■ Instruction: Copy every line of the listing below, from the line with "Can you tell me where the still" through the end of the listing, and keep every other number unchanged. Multiply only the pixel coordinates given as answers by 0.25, and round each to a whole number, with halves rounded up.

(Detection annotation listing)
_ _ _ _ _
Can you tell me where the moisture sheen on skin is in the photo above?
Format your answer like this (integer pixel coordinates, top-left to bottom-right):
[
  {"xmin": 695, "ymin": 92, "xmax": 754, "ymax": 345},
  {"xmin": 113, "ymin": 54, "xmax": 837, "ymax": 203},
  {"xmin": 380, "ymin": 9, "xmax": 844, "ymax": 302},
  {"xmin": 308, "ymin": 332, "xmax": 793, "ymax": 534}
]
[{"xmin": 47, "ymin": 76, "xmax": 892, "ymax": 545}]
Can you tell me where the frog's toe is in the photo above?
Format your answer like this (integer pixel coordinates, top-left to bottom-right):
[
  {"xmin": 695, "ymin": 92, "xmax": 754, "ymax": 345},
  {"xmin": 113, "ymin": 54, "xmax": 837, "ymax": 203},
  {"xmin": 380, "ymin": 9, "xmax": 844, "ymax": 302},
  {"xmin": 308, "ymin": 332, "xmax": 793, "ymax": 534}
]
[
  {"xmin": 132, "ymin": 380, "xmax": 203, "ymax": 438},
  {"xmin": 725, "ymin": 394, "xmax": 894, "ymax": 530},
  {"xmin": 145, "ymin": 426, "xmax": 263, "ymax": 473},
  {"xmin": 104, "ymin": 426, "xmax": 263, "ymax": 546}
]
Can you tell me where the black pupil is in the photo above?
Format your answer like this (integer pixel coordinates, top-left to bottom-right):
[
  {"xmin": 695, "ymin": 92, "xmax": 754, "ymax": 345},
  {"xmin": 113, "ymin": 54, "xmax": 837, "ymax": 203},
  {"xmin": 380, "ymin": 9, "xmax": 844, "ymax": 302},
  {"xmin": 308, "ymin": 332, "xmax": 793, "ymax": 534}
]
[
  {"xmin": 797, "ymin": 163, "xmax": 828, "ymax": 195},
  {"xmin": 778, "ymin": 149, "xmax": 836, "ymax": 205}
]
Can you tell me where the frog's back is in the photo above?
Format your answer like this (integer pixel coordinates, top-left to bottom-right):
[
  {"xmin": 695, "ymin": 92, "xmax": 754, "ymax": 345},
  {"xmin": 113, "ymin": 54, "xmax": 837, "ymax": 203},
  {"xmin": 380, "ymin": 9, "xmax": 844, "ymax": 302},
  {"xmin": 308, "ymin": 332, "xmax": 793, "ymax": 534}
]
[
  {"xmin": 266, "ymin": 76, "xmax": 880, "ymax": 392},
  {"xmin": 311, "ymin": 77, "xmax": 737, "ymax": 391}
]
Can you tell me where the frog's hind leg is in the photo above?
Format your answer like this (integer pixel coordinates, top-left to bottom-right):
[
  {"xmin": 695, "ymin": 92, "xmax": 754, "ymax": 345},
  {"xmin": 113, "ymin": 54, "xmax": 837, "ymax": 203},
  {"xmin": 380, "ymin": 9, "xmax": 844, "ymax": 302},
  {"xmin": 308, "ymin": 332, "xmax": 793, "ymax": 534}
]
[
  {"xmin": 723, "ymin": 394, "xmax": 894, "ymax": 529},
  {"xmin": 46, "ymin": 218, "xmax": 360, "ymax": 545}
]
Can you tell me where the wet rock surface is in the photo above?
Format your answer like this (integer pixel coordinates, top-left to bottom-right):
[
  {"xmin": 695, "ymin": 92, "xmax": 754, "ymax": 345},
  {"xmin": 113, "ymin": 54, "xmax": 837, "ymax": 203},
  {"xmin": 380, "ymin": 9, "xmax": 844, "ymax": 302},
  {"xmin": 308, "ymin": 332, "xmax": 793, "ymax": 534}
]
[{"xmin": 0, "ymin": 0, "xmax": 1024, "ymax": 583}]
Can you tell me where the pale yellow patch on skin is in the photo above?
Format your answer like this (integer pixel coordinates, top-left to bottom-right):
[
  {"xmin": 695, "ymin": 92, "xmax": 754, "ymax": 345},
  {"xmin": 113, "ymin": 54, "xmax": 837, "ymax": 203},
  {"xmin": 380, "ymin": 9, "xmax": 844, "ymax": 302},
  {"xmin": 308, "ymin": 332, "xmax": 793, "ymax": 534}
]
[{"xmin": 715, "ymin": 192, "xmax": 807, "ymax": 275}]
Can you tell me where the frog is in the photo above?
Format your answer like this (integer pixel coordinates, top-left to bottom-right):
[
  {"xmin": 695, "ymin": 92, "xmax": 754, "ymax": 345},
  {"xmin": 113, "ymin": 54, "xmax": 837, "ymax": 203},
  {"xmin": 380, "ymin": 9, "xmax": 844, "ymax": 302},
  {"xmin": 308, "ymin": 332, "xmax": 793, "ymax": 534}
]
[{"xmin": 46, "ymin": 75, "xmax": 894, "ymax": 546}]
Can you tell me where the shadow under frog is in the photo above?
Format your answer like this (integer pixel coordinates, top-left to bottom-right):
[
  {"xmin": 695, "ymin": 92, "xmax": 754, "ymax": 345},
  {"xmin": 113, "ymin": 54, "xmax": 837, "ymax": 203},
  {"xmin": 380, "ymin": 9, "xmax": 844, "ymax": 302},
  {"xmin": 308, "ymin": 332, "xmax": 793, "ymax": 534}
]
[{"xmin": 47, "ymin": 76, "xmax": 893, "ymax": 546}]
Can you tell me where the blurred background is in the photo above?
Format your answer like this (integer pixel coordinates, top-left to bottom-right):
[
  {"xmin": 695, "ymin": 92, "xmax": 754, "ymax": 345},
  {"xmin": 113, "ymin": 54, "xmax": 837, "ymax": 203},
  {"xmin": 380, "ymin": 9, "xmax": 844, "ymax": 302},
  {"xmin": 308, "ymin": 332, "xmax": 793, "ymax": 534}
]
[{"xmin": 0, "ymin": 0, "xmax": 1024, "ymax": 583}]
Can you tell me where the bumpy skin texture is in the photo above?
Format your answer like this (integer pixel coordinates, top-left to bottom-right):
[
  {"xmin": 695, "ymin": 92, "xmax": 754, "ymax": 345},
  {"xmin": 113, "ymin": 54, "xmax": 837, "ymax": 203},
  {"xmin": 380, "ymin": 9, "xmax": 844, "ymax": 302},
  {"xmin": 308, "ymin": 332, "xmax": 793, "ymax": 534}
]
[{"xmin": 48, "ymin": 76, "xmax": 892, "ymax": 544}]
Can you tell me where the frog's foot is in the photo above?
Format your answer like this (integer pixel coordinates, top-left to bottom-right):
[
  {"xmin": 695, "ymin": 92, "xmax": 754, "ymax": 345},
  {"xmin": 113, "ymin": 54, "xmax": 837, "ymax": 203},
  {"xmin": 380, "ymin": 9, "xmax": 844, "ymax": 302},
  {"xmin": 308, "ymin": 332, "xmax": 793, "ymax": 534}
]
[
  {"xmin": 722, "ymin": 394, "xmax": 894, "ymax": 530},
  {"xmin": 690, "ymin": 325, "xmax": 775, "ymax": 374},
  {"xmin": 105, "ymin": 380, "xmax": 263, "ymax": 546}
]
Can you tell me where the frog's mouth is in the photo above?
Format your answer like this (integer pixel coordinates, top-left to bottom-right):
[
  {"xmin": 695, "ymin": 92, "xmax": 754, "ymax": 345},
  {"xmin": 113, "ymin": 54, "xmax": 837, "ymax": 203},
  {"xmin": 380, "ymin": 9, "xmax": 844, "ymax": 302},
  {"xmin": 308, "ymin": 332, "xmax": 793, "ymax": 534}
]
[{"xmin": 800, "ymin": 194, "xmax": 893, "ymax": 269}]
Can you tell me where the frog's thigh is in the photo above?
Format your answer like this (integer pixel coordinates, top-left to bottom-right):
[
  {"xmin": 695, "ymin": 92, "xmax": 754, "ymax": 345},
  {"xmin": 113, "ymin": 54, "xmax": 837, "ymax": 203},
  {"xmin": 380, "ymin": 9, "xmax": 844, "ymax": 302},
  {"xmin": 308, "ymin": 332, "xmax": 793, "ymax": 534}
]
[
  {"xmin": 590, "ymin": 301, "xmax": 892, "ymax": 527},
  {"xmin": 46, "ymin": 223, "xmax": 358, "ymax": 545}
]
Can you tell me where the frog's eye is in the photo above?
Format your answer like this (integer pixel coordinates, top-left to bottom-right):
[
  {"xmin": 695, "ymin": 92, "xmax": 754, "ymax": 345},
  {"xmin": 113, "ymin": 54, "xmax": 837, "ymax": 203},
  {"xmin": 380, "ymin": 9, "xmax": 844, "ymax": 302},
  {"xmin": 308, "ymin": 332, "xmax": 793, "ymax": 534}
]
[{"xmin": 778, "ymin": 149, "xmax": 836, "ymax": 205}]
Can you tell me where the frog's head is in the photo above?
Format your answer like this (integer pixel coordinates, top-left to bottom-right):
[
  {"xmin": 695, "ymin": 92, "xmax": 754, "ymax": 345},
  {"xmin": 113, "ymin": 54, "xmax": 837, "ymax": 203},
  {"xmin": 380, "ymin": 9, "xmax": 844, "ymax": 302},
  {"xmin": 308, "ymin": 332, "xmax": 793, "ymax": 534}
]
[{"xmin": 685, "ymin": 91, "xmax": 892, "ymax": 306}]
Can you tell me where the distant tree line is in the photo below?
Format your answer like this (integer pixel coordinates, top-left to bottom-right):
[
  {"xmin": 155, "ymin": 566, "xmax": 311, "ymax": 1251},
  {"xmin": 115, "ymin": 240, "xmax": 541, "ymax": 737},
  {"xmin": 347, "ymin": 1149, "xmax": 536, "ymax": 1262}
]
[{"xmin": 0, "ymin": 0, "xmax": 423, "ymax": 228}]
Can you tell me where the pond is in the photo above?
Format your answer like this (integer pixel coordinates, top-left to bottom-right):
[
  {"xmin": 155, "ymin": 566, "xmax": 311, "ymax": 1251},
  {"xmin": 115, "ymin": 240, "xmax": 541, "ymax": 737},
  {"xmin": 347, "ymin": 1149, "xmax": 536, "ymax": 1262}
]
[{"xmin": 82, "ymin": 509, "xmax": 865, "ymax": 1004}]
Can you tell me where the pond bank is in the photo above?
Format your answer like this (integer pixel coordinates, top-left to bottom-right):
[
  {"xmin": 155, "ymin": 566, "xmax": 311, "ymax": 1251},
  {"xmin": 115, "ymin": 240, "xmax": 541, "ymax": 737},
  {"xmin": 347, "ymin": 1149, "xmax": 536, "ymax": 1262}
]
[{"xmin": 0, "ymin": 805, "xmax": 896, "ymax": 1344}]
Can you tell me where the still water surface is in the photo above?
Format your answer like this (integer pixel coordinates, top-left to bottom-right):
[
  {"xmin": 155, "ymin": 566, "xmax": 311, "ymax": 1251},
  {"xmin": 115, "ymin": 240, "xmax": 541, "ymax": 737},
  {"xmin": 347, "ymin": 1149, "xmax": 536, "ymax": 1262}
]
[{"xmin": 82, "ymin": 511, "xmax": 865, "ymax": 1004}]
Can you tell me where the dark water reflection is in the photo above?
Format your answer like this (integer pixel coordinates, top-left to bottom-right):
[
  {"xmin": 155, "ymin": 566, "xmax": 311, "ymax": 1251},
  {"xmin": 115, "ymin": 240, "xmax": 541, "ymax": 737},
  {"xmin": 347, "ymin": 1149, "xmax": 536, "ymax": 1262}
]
_ _ _ _ _
■ Solved problem:
Can you tell me where the still water surface is in the photo above?
Format your answer like this (integer pixel coordinates, top-left to bottom-right):
[
  {"xmin": 155, "ymin": 566, "xmax": 311, "ymax": 1251},
  {"xmin": 115, "ymin": 240, "xmax": 541, "ymax": 737},
  {"xmin": 347, "ymin": 1149, "xmax": 536, "ymax": 1262}
]
[{"xmin": 21, "ymin": 128, "xmax": 216, "ymax": 251}]
Can you tell me where the dark water reflection is in the photo above?
Format your answer like this (integer pixel coordinates, top-left to bottom-right):
[
  {"xmin": 155, "ymin": 566, "xmax": 311, "ymax": 1251},
  {"xmin": 115, "ymin": 240, "xmax": 541, "ymax": 737},
  {"xmin": 347, "ymin": 1149, "xmax": 536, "ymax": 1262}
]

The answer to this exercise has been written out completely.